- [TEXT SHOWN]:

So, does that mean that Barack Obama is the next President? Here’s why I think not – for as much progress as has been made in the US over the past 50 years in race relations this is still a profoundly racist country.  While people will not hesitate to say openly to pollsters that they wouldn’t vote for Hilary Clinton if you put a gun to their heads and ordered them to, they’re not going to openly declare an unwillingness to vote for a black man.  So no polls are going to suss this out.  But that doesn’t mean it’s not there.  Regardless of racism, Obama’s got two other strikes against him – he’s an inexperienced politician who has never held an executive position and he’s a Senator.

- [STATED TASK]: Give the passage on Barack Obama's presidential chances again from "So, does that" to "he’s a Senator.", and switch "pollsters" to "reporters".

- [GIVEN ENTRIES]:
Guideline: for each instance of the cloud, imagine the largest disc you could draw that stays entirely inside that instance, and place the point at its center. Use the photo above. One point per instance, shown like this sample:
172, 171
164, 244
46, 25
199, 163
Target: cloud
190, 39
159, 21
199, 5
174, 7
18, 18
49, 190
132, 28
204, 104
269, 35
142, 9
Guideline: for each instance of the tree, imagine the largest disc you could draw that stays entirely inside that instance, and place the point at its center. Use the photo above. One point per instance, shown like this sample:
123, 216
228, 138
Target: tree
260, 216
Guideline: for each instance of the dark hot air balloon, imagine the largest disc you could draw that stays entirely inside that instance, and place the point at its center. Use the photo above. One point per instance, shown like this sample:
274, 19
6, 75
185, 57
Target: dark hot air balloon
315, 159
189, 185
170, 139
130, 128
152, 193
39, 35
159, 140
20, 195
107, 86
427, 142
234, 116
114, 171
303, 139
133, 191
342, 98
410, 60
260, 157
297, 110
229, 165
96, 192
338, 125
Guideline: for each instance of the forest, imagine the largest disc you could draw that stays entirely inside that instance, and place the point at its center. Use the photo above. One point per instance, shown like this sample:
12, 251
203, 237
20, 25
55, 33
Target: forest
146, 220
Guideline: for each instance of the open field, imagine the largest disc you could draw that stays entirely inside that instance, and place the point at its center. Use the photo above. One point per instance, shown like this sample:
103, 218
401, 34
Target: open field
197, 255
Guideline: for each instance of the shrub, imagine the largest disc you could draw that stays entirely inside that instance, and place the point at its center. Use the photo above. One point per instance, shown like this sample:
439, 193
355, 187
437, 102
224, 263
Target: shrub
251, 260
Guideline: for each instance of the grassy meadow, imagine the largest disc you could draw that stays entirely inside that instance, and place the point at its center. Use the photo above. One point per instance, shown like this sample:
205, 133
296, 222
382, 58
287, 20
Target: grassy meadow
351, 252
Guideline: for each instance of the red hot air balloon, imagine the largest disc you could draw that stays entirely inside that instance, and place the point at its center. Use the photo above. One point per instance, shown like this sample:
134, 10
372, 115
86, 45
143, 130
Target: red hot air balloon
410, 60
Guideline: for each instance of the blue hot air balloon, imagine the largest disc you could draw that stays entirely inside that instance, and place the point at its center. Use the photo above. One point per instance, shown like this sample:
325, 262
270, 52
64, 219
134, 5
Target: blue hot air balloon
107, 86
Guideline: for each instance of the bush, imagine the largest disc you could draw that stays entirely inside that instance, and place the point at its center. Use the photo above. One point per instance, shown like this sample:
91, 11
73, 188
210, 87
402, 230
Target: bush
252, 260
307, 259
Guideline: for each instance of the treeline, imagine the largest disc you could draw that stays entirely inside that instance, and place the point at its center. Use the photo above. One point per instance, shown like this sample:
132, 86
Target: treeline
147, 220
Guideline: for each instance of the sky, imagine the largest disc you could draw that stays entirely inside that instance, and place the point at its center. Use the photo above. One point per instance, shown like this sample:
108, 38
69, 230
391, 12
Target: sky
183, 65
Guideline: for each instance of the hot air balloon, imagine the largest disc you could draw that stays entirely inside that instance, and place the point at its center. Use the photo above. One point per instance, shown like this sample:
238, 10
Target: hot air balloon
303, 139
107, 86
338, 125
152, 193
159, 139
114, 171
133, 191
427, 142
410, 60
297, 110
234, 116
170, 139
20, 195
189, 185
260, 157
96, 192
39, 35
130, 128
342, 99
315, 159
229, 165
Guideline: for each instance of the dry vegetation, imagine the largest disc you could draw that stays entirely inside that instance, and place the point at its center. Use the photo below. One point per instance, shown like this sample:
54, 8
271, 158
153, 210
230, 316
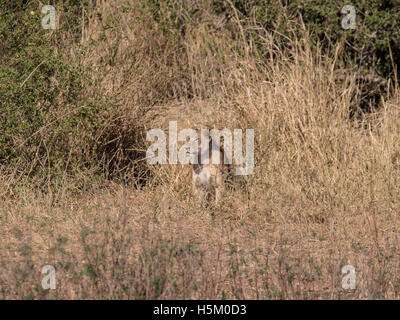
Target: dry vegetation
324, 192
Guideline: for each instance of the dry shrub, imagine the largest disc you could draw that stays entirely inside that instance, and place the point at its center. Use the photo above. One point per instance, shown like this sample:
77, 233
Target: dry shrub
324, 192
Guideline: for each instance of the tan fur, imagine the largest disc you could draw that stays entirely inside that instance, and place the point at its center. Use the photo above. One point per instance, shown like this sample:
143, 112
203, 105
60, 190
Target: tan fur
208, 179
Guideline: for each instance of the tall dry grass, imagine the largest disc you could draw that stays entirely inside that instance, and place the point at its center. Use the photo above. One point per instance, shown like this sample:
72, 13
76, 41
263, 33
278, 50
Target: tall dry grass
324, 192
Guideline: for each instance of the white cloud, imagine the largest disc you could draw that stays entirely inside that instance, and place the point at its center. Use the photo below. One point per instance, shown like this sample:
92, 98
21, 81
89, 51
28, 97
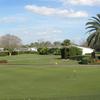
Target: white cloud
47, 11
11, 19
82, 2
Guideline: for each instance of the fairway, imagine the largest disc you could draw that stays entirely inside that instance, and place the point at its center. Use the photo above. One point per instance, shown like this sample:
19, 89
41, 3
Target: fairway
36, 77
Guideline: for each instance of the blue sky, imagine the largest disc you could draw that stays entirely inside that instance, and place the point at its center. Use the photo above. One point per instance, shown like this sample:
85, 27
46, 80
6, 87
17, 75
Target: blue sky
52, 20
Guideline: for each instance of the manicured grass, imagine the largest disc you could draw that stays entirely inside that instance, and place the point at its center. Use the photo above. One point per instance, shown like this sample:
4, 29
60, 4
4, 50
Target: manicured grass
35, 77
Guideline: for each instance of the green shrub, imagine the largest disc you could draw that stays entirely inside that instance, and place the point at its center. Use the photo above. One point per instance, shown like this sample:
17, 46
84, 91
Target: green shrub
71, 53
43, 51
4, 53
86, 60
14, 53
55, 51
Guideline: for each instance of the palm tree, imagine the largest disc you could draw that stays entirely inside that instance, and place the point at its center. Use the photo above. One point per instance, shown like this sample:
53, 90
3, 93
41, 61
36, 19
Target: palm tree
94, 30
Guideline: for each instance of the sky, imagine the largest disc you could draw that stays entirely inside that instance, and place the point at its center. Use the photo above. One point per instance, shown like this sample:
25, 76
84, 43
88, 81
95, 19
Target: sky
47, 20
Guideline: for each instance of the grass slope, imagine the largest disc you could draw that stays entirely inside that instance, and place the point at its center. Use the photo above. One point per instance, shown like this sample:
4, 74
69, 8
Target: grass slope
42, 79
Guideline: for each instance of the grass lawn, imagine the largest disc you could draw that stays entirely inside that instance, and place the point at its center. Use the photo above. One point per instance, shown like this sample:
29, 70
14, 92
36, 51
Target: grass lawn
35, 77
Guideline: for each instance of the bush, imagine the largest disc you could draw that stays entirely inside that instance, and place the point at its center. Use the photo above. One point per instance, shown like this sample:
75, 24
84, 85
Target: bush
14, 53
43, 51
4, 53
86, 60
55, 51
71, 53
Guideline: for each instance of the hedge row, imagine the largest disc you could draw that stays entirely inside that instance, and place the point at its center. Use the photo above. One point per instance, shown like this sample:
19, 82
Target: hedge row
46, 51
71, 53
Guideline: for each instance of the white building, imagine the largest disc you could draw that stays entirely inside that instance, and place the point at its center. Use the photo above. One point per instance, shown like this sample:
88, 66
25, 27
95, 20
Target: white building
85, 50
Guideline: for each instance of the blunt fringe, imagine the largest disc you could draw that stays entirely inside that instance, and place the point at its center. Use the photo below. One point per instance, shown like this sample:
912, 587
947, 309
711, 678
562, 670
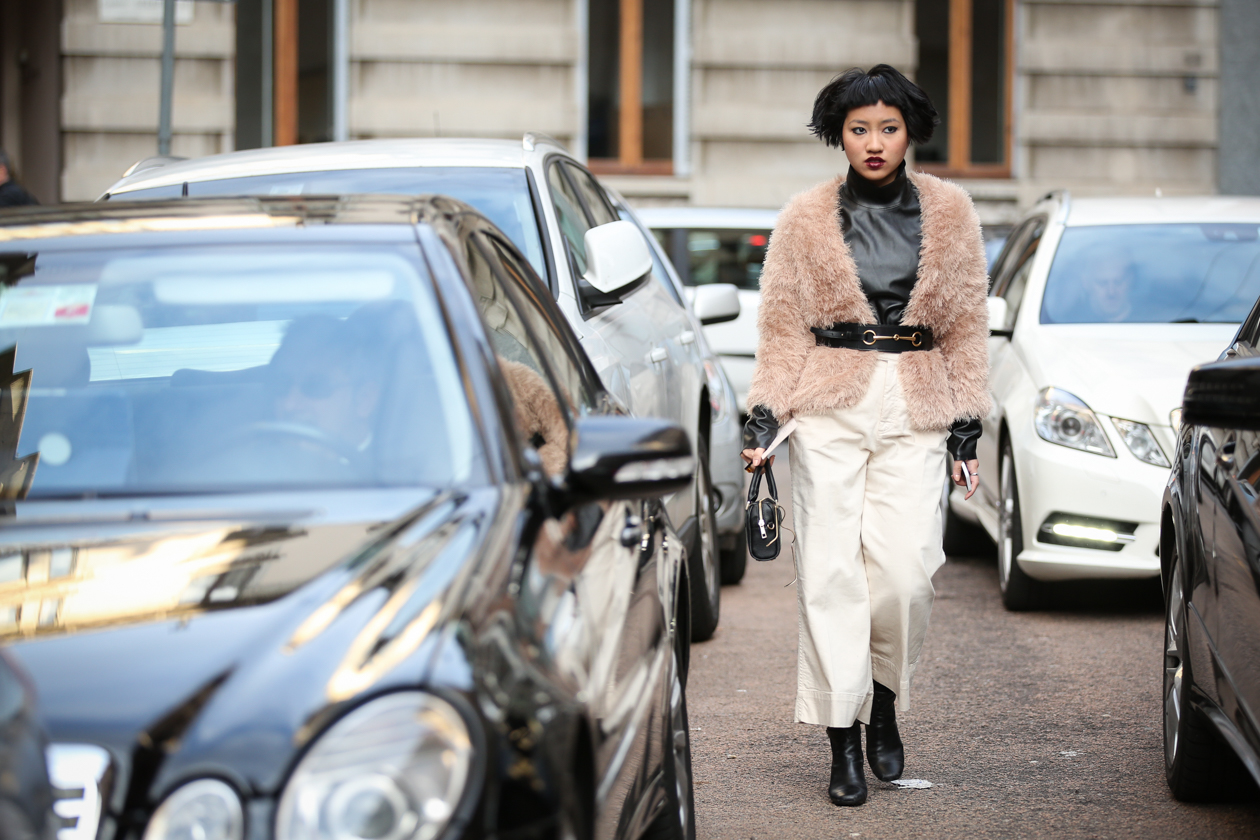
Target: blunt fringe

- [TASK RESPONSE]:
So, does that mean that Barack Obama is the next President? Here’s why I think not – for as much progress as has been made in the US over the past 50 years in race relations this is still a profoundly racist country.  While people will not hesitate to say openly to reporters that they wouldn’t vote for Hilary Clinton if you put a gun to their heads and ordered them to, they’re not going to openly declare an unwillingness to vote for a black man.  So no polls are going to suss this out.  But that doesn’t mean it’s not there.  Regardless of racism, Obama’s got two other strikes against him – he’s an inexperienced politician who has never held an executive position and he’s a Senator.